--- start of DATASET EXCERPTS ---

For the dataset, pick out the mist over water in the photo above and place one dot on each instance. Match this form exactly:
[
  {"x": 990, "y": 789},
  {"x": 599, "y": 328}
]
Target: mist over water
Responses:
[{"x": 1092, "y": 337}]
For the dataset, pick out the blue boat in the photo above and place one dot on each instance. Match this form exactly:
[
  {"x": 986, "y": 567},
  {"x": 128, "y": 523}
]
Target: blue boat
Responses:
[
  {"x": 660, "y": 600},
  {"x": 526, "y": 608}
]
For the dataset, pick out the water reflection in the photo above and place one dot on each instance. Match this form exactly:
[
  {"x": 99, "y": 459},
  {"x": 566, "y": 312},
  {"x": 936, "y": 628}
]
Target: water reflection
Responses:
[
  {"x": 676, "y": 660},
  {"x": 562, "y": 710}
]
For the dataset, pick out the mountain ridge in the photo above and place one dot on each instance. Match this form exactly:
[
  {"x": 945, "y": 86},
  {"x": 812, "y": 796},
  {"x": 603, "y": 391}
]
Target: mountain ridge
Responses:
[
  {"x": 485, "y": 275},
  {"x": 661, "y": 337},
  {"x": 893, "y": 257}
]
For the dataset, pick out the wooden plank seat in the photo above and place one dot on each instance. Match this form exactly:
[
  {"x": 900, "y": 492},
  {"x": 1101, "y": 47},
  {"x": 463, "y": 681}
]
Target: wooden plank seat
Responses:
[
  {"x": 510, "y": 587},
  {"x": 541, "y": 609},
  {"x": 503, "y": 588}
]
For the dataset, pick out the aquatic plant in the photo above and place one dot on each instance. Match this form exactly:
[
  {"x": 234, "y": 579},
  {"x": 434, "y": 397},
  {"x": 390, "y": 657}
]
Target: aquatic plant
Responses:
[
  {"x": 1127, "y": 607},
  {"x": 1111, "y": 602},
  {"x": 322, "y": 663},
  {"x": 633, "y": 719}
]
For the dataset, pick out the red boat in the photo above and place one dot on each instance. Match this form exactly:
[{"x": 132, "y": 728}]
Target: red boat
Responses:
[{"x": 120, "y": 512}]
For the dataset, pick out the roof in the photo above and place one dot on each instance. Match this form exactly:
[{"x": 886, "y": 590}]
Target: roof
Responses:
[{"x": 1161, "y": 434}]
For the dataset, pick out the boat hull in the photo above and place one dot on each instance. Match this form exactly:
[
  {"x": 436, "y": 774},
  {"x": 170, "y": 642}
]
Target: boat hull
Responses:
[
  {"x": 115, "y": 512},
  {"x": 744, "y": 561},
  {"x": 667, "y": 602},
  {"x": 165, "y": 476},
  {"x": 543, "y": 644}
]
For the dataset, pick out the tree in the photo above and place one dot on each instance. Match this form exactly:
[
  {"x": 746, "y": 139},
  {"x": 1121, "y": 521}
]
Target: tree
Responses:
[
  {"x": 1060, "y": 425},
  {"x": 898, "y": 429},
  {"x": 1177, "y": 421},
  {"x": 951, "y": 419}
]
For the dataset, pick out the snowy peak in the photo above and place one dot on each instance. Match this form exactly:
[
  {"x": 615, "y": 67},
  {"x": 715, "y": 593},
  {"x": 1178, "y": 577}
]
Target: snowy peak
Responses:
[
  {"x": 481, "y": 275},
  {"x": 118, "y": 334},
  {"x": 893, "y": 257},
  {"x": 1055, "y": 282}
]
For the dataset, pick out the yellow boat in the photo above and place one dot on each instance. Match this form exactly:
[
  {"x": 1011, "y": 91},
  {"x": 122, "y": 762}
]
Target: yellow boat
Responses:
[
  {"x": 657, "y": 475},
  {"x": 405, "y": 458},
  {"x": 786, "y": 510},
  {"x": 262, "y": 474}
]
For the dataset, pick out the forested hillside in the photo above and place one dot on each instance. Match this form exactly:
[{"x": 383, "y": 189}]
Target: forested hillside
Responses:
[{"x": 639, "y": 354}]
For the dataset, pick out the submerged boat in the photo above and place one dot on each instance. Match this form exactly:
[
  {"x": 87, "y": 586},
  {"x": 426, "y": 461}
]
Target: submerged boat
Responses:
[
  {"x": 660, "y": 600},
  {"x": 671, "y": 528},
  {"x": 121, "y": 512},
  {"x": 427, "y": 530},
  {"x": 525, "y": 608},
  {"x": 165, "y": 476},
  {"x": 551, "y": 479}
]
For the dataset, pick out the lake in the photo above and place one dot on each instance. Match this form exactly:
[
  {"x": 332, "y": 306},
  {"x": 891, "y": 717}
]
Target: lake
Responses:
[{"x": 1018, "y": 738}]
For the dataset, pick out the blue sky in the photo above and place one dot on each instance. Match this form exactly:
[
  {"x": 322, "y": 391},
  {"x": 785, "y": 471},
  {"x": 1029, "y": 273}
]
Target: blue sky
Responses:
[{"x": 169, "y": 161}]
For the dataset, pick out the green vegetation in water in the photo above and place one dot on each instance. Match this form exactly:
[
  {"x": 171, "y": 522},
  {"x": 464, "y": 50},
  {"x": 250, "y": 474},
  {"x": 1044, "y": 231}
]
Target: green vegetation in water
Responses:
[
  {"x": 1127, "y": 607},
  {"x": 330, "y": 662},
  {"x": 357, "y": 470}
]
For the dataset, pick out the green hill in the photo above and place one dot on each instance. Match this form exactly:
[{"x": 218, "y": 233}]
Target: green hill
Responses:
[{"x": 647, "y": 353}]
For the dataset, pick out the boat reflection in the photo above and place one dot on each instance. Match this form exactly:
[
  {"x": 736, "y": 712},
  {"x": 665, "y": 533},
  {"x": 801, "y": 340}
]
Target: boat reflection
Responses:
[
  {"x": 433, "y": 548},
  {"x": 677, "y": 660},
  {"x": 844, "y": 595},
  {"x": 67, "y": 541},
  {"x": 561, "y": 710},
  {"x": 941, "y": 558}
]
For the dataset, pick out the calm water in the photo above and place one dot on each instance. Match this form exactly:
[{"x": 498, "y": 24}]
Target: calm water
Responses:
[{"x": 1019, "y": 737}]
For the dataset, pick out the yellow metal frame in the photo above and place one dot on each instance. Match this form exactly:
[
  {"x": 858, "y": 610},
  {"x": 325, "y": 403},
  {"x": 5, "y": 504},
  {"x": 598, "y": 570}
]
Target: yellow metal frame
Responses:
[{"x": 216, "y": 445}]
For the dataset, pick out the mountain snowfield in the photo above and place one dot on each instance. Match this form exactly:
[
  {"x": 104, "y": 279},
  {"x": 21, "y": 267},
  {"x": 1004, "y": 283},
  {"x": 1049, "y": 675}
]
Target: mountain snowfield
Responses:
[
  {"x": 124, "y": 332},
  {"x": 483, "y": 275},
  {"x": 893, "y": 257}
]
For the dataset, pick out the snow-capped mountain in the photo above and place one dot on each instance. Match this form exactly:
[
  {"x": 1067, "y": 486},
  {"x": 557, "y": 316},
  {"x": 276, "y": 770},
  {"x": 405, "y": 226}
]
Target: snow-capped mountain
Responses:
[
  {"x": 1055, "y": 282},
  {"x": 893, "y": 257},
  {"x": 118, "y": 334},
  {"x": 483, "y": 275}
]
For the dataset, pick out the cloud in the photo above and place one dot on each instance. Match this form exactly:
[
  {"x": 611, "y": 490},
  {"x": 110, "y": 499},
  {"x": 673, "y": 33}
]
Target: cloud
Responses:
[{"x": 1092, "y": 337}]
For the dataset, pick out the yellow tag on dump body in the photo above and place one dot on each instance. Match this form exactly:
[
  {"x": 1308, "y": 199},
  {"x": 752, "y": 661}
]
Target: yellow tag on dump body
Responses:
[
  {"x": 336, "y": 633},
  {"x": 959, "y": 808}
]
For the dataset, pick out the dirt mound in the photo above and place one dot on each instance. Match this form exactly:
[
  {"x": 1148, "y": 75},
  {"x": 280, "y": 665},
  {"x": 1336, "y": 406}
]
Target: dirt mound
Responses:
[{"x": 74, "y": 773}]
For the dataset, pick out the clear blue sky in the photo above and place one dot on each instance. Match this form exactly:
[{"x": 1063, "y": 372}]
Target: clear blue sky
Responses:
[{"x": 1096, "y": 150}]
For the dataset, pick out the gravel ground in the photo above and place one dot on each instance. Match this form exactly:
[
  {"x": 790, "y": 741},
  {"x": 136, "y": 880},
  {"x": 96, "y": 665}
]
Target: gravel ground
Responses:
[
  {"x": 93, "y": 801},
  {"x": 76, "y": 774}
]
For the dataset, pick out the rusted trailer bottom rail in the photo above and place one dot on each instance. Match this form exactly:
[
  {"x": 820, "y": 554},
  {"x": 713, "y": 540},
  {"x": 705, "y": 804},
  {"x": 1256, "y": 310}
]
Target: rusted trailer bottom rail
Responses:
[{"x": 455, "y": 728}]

--- end of DATASET EXCERPTS ---

[AIM OF THE EXERCISE]: Put each line from the one containing "For the dataset, pick out the rusted" through the end of the rows above into a Markdown table with the columns "No." and "Line", numbering the lines and leaving out any blank ones.

[OUTPUT FOR THIS EXERCISE]:
| No. | Line |
|---|---|
| 1 | For the dataset, pick out the rusted trailer bottom rail in the photo above and place one dot on each instance. Match this form exactly: |
| 2 | [ |
| 3 |   {"x": 820, "y": 554}, |
| 4 |   {"x": 713, "y": 540}, |
| 5 |   {"x": 705, "y": 804}, |
| 6 |   {"x": 1256, "y": 310} |
| 7 | ] |
| 8 | Target: rusted trailer bottom rail |
| 9 | Responses: |
| 10 | [{"x": 455, "y": 728}] |